**What is asked:** Render every line of the entries below as a JSON list of strings, one string per line, and leave out the blank lines.

━━━ Data supplied

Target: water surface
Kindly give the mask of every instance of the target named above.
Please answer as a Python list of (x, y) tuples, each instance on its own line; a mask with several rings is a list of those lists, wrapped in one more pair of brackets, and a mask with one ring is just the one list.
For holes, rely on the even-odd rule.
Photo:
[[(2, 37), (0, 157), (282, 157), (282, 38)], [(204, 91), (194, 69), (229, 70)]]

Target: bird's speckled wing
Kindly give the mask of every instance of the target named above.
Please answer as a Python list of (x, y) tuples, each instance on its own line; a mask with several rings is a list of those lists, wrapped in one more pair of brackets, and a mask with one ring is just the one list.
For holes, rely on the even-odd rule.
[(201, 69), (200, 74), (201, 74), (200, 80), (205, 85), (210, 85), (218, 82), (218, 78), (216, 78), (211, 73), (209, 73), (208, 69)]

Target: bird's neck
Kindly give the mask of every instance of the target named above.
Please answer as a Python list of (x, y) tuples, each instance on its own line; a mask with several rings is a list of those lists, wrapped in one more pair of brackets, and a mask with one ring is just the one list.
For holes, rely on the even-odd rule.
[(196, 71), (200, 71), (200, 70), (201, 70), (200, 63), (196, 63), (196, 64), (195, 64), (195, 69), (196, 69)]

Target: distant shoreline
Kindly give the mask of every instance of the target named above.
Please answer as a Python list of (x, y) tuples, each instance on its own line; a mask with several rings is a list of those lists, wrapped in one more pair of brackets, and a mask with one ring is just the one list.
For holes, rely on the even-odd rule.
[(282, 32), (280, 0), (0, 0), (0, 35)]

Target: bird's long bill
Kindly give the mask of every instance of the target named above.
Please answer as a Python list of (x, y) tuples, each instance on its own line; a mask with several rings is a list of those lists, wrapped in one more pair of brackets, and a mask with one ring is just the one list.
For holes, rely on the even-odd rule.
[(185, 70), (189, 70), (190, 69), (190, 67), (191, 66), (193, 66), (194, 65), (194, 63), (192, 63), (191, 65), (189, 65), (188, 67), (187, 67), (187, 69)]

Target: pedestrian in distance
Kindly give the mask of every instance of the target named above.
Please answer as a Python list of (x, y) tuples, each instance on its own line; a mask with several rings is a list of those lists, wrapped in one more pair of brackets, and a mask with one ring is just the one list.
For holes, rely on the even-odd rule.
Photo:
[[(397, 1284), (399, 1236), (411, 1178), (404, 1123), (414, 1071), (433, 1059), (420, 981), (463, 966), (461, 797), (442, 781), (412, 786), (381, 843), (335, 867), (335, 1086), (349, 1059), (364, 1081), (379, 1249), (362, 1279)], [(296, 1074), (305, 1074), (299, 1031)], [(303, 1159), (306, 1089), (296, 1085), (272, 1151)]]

━━━━━━

**Output below:**
[
  "Target: water surface",
  "Kindly give the mask of every instance of the target named above.",
  "Please answer as a Python list of (x, y) tuples, each instance on its own line; a mask with several rings is a list of those lists, wrapped in one more pair of brackets, and a mask with one ring is just the one list.",
  "For holes, rely on the even-odd rule.",
  "Photo:",
  "[[(2, 37), (0, 157), (282, 157), (282, 38)], [(204, 91), (194, 69), (229, 70)]]",
  "Target: bird's speckled wing",
  "Kindly give the mask of every instance of the target named above.",
  "Please answer as a Python list of (x, y) tuples, each instance on its own line; a mask with several rings is a list of those lists, wrapped in one more pair of brackets, and a mask with one ring is just the one list.",
  "For holes, rely on the even-odd rule.",
  "[(201, 69), (200, 74), (201, 74), (200, 80), (205, 85), (210, 85), (218, 82), (218, 78), (216, 78), (211, 73), (209, 73), (208, 69)]",
  "Target: bird's neck",
  "Kindly give the mask of every instance of the target named above.",
  "Please answer as a Python list of (x, y) tuples, each instance on its own line; a mask with several rings is a list of those lists, wrapped in one more pair of brackets, and a mask with one ring is just the one list.",
  "For holes, rely on the even-odd rule.",
  "[(196, 71), (200, 71), (200, 70), (201, 70), (200, 63), (196, 63), (196, 64), (195, 64), (195, 69), (196, 69)]",
  "Target: distant shoreline",
  "Kindly give the mask of every instance of the target named above.",
  "Please answer as a Python list of (x, y) tuples, each instance on its own line; a mask with several rings is a list of those lists, wrapped in one more pair of brackets, and a mask with one ring is just the one list.",
  "For holes, rely on the even-odd rule.",
  "[(282, 32), (280, 0), (0, 0), (0, 35)]",
  "Target: bird's long bill",
  "Kindly give the mask of every instance of the target named above.",
  "Please answer as a Python list of (x, y) tuples, each instance on its own line; a mask with several rings is a list of those lists, wrapped in one more pair of brackets, and a mask with one ring is just the one list.",
  "For holes, rely on the even-odd rule.",
  "[(185, 70), (189, 70), (190, 69), (190, 67), (191, 66), (193, 66), (194, 65), (194, 63), (192, 63), (191, 65), (189, 65), (188, 67), (187, 67), (187, 69)]",
  "Target: pedestrian in distance",
  "Kindly give the mask of every instance of the target named above.",
  "Please answer as a Python list of (x, y) tuples, each instance on its own line; a mask with several rings is a list of those lists, wrapped in one more pair of brackets, and a mask with one ring is just the one list.",
  "For holes, rely on the even-odd rule.",
  "Photo:",
  "[[(397, 1284), (399, 1236), (411, 1178), (404, 1123), (414, 1071), (433, 1059), (420, 981), (463, 966), (461, 797), (442, 781), (412, 786), (381, 843), (335, 867), (335, 1086), (349, 1059), (364, 1081), (379, 1249), (362, 1279)], [(296, 1074), (305, 1074), (299, 1031)], [(303, 1159), (306, 1089), (296, 1085), (272, 1151)]]"
]